(Task instructions)
Quote the Russian Federation excerpt word for word, the stretch from "Right to form" through "and other rights.".

(Quoted text)
#####
394.The Russian Federation supports a stage-by-stage approach to its system for the protection of traditional knowledge and traditional cultural expressions. In the first stage, work is under way to draft documents providing so-called “soft law”, such as recommendations, model laws and others.

395.Attention is being given to the development of treaty practice in the use of traditional knowledge that is based on prior informed consent and responds to the equitable sharing of benefits arising from the use of traditional knowledge.

396.Steps are being taken to encourage indigenous peoples to codify their knowledge through the preparation of inventories, databases and catalogues, which in turn will contribute to the preservation of traditional knowledge.

397.In order to ensure a proper balance between the effective protection of the moral and material interests of authors, and to enhance the visibility of the achievements of inventors, renewed interest is being taken in design work and inventions and a range of incentives and promotional measures are being developed for the authors of inventions of outstanding public importance which have been put into production.

398.Measures to provide moral and material encouragement include the bestowal of awards and honours on the authors of such inventions, in recognition of their major contribution to technological advances and their many years of fruitful innovative work. Authors in this category are awarded the honorary title of “Merited Inventor of the Russian Federation”. Holders of the honorary title “Merited Inventor of Russian Federation, which is awarded to men with at least 40 years’ professional standing in their occupation, and to women with least 35 years’ such standing, are accorded the status of “Veterans of Labour” with the corresponding entitlements.

399.Russian law guarantees the independence of the creative activities of cultural and artistic institutions; no one is permitted to interfere in their work.

400.Pursuant to article 47, part 3, of the federal act on education, teaching staff shall enjoy the following academic rights and freedoms:

Freedom of instruction, freedom to express their own opinion, freedom from interference with their professional activities;

Freedom to choose and use educationally sound forms, means and methods of instruction and education;

Right to take creative initiatives, to develop and use copyrighted instruction and education programmes and methods forming part of an educational syllabus, a specific subject, course or discipline (module);

Right to choose textbooks, teaching guides and materials and other means of instruction and education in accordance with the educational syllabus and following the procedure prescribed by the law on education;

Right to participate in the development of educational programmes, including curricula, teaching timetables, training course components, courses and disciplines (modules), guidance materials and other elements of educational programmes;

Right to engage in scientific, technical, creative, research and experimental activities, to participate in pilot and international schemes and projects and to promote innovation;

Right to participate in the management of educational establishments, including their boards of governors, in accordance with the charters of such establishments;

Right to participate in the discussion of issues relating to educational establishments, including through their management bodies and public organizations;

Right to form public professional organizations in the forms and manner prescribed by Russian law;

Right of recourse to the commission for the settlement of disputes between parties in educational matters, and other rights.
#####
(Record extracts)
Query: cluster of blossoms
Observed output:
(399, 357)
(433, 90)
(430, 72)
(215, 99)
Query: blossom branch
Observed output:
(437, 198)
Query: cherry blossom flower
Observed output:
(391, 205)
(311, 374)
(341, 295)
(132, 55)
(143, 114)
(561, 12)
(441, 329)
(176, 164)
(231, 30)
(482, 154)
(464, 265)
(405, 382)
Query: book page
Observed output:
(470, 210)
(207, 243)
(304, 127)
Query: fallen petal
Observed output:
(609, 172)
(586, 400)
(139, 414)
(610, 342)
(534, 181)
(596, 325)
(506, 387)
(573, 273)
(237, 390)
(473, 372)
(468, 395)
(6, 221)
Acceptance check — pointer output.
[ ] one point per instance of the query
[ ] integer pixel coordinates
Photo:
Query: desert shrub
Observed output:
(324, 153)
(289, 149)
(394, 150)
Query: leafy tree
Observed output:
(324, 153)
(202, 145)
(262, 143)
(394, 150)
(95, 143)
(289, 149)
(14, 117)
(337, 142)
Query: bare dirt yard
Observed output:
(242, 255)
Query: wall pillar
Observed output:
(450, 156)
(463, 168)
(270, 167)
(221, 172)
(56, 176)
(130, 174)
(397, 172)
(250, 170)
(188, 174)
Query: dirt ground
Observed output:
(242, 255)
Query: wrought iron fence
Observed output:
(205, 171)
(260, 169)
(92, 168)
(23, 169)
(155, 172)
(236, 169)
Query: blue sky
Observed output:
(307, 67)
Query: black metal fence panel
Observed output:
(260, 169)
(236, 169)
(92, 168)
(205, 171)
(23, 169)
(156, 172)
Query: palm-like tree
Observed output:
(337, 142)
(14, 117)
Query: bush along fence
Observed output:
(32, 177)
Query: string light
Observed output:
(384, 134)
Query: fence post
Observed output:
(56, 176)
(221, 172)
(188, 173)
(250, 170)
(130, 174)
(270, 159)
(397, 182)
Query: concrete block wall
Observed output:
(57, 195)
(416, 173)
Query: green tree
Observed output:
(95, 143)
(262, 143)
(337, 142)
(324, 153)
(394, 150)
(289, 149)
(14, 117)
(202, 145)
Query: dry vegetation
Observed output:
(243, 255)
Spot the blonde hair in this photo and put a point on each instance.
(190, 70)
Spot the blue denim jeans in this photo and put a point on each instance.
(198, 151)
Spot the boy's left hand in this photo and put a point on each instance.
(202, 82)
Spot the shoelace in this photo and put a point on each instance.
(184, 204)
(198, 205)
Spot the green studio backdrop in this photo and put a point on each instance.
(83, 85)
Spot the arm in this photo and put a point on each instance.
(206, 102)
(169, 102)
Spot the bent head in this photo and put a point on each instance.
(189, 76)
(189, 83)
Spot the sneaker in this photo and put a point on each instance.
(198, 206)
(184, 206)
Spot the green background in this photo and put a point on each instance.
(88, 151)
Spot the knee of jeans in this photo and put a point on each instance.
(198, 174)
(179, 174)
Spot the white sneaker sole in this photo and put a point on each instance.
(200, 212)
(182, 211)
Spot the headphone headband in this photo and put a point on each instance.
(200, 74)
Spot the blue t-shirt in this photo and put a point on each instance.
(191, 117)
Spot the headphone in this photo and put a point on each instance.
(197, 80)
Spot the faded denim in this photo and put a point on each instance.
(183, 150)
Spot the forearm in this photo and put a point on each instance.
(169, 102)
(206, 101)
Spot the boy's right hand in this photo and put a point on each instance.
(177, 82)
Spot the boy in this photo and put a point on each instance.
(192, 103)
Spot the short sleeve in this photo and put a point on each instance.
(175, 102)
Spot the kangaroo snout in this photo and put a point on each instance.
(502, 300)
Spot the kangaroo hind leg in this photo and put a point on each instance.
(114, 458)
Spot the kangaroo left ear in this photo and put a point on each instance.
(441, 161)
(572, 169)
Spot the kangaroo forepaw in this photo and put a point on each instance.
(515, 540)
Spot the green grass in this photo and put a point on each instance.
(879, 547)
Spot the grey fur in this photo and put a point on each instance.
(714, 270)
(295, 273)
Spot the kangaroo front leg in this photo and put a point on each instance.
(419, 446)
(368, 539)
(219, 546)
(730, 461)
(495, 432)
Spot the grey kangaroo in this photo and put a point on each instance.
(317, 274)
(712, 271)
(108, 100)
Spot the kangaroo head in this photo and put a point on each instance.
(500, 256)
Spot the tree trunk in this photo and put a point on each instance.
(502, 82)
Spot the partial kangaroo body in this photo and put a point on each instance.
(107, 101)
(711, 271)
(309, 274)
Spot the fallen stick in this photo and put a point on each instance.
#####
(Finished answer)
Right to form public professional organizations in the forms and manner prescribed by Russian law;

Right of recourse to the commission for the settlement of disputes between parties in educational matters, and other rights.